- _What to work on_: Exactly those lines that run from the one containing "border shown in this photo?" through the last line of the entries below should be printed, and no others.

Dataset records
*** Begin section ***

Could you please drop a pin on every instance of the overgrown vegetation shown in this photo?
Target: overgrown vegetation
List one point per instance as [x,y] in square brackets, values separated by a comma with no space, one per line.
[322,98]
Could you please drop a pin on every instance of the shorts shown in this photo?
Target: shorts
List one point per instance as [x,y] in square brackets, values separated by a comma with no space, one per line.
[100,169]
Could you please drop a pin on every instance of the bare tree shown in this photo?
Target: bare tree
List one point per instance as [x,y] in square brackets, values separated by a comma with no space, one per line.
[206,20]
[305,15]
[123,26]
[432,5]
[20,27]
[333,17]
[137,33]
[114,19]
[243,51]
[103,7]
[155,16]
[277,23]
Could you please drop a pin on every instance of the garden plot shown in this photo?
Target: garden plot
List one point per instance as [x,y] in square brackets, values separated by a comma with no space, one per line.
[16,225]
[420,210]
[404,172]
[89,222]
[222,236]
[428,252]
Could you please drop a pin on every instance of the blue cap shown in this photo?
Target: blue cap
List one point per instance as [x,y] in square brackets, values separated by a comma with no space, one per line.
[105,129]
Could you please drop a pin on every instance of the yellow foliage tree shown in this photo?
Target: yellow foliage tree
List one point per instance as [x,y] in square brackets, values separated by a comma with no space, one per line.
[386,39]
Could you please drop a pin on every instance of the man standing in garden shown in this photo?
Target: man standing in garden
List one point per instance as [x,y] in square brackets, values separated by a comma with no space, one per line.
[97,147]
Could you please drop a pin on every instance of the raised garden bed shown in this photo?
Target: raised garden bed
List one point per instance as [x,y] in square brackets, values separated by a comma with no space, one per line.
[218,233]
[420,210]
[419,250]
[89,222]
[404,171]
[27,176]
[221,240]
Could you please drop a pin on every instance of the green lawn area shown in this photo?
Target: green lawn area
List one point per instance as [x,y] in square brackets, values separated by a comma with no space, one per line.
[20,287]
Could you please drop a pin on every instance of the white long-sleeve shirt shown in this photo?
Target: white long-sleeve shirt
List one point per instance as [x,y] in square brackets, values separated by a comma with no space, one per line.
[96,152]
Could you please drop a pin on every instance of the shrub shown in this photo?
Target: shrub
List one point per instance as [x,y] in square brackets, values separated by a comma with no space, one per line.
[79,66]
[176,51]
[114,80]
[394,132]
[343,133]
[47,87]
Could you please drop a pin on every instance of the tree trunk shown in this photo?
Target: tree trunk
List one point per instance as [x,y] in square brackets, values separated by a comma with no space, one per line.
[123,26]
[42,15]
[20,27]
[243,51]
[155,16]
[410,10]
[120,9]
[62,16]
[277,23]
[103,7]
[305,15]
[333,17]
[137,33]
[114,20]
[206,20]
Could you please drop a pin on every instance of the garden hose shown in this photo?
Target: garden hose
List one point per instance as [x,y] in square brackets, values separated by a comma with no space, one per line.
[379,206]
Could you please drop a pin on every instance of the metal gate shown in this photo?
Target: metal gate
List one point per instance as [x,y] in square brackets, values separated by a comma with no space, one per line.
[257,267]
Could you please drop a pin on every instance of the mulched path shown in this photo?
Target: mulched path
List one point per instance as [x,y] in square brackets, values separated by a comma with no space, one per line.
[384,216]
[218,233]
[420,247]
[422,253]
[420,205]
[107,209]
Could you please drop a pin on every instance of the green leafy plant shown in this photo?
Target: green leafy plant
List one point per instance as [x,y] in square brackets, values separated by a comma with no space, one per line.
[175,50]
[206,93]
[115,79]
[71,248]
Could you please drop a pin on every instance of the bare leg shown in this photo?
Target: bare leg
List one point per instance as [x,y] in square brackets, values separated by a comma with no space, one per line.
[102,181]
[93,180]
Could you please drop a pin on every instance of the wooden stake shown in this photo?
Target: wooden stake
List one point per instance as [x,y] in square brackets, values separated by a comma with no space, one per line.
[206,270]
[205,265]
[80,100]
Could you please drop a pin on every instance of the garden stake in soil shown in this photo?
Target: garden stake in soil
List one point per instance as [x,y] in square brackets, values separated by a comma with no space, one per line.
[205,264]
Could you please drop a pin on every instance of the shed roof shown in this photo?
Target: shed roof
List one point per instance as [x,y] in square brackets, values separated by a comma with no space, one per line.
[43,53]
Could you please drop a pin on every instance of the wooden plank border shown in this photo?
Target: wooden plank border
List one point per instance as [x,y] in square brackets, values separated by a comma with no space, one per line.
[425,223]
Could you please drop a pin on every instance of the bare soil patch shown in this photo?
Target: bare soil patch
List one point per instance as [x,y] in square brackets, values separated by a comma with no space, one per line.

*** End section ***

- _Finished exercise_:
Could you please drop a pin on every instance of the wooden plank border shown in this photo?
Target: wooden plank border
List one point per instance as [x,y] in square brackets, values separated by a comma with no space, one per line.
[425,223]
Could you please drop a pin on every instance of the bare soil patch shown in this photo?
Target: bare soil patch
List one point per instance as [x,y] in square brackets, values separated by a comma with no space, one per line.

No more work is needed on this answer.